— start Dataset records —
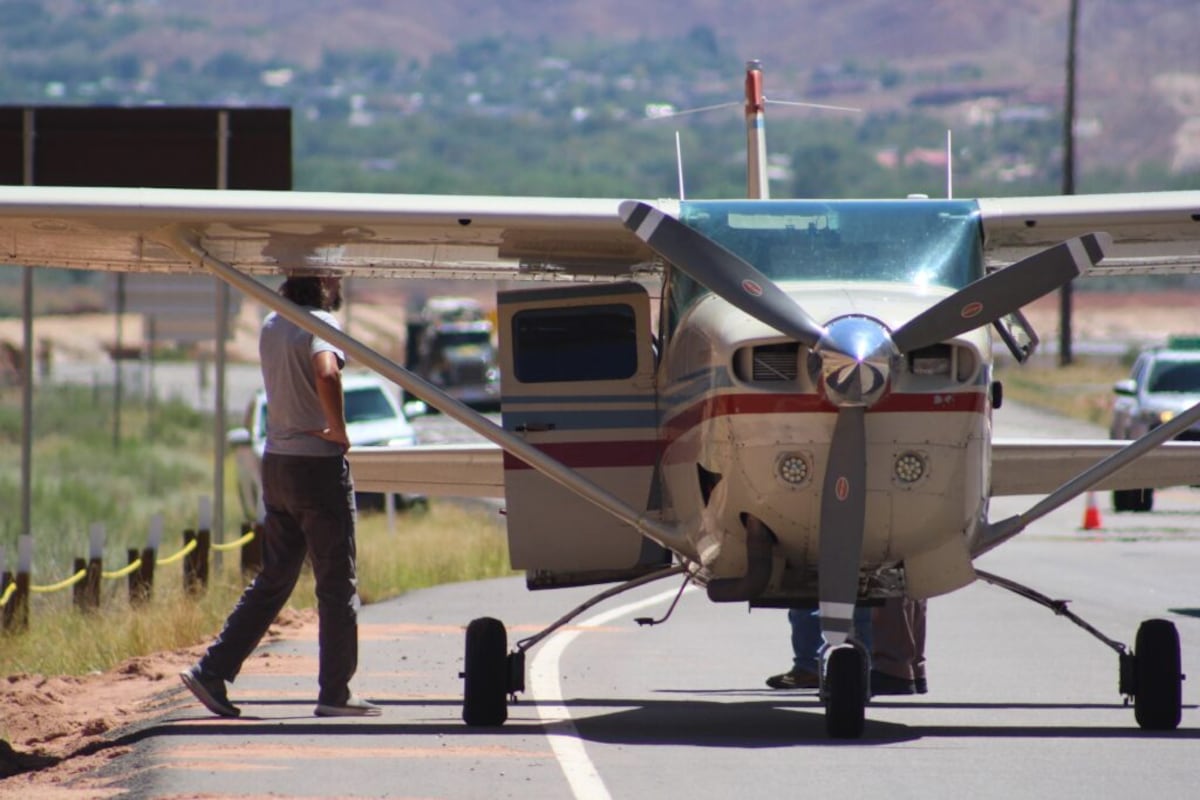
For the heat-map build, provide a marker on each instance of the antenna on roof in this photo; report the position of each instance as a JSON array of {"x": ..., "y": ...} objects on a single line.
[
  {"x": 679, "y": 163},
  {"x": 949, "y": 164}
]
— end Dataset records —
Task goal >>
Reproduce the text of every record above word for word, leaving out the pictures.

Written answer >>
For the heat-map build, provide a marker on each instance of the antenna on roof in this photo; report the position of each instance as a JSON array of {"x": ..., "y": ...} objects on a single line.
[
  {"x": 679, "y": 163},
  {"x": 949, "y": 164}
]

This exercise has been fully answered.